▸ Short problem
Filter the data below, copying every line that contains the string "dirt".

▸ Provided information
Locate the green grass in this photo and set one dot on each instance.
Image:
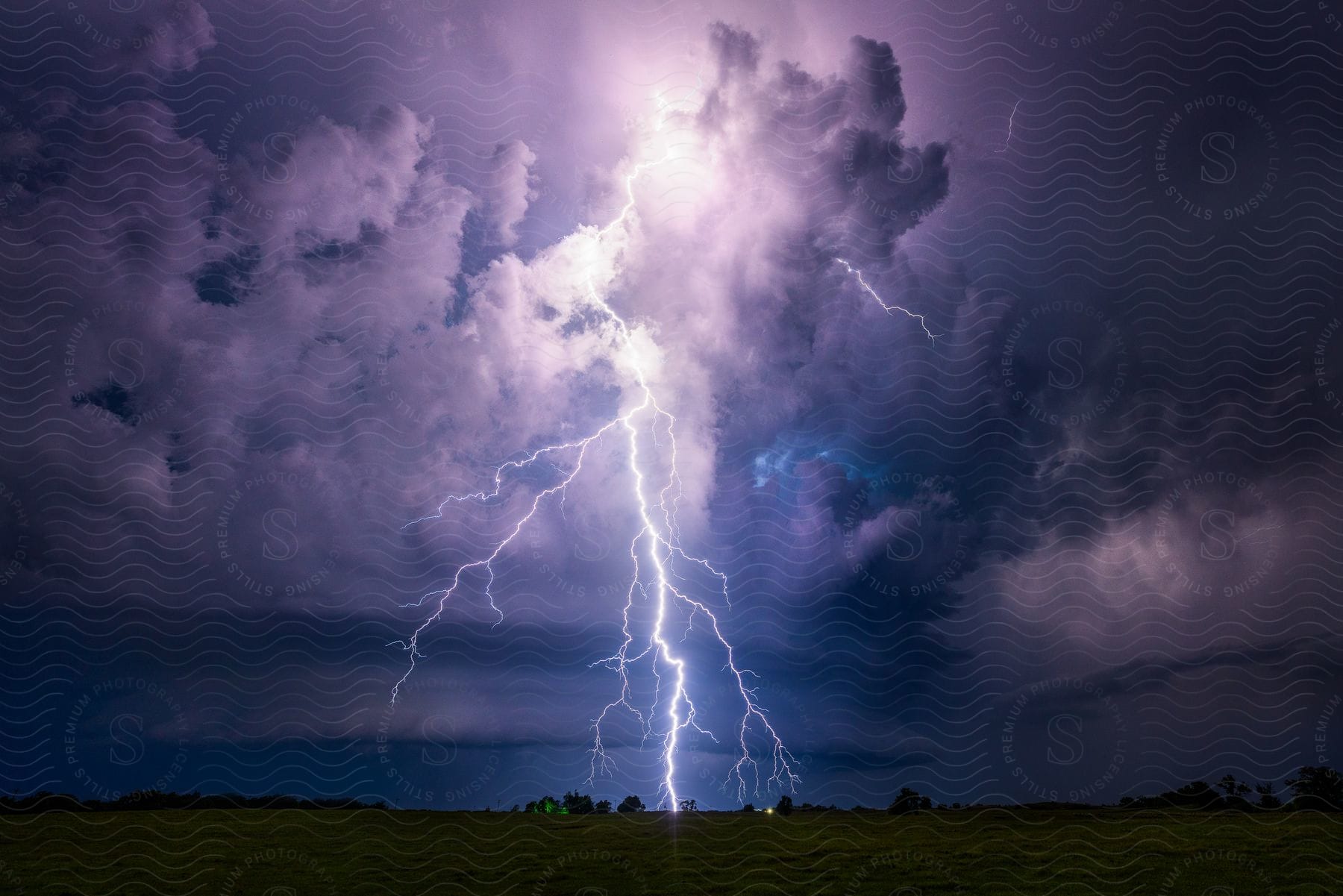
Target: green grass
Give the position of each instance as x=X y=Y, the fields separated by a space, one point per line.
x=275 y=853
==
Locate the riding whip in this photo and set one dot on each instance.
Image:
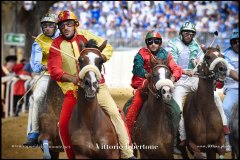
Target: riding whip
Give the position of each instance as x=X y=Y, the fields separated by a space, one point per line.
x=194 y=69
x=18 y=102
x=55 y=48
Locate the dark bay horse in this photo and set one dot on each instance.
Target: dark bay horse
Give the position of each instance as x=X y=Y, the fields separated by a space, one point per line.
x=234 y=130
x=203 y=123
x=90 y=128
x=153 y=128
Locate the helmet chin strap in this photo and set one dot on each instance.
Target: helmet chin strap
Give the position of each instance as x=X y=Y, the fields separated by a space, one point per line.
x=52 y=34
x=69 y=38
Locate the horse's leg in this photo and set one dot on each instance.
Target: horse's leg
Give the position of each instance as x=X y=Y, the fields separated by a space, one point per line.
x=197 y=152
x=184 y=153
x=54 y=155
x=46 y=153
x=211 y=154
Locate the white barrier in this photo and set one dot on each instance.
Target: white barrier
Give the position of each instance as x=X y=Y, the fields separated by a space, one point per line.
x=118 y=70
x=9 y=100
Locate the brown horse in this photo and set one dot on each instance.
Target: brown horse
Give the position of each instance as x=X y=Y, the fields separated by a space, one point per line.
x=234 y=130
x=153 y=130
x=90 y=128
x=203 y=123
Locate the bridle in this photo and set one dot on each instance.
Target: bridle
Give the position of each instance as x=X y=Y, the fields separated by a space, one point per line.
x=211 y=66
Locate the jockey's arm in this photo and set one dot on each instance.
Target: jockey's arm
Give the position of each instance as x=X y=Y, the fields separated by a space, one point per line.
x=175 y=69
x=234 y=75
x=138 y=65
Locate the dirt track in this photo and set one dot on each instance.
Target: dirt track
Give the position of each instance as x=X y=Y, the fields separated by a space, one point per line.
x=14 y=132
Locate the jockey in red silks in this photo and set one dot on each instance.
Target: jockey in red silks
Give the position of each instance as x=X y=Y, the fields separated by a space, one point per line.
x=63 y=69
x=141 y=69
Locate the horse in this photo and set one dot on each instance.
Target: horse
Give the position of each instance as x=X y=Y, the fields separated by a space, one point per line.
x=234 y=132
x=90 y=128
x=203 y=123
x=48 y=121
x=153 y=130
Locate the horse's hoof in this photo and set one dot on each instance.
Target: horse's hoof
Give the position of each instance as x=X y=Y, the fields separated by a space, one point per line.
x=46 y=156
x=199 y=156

▸ Written answer
Locate the dirt track in this photo and set one dot on each instance.
Target: dirt track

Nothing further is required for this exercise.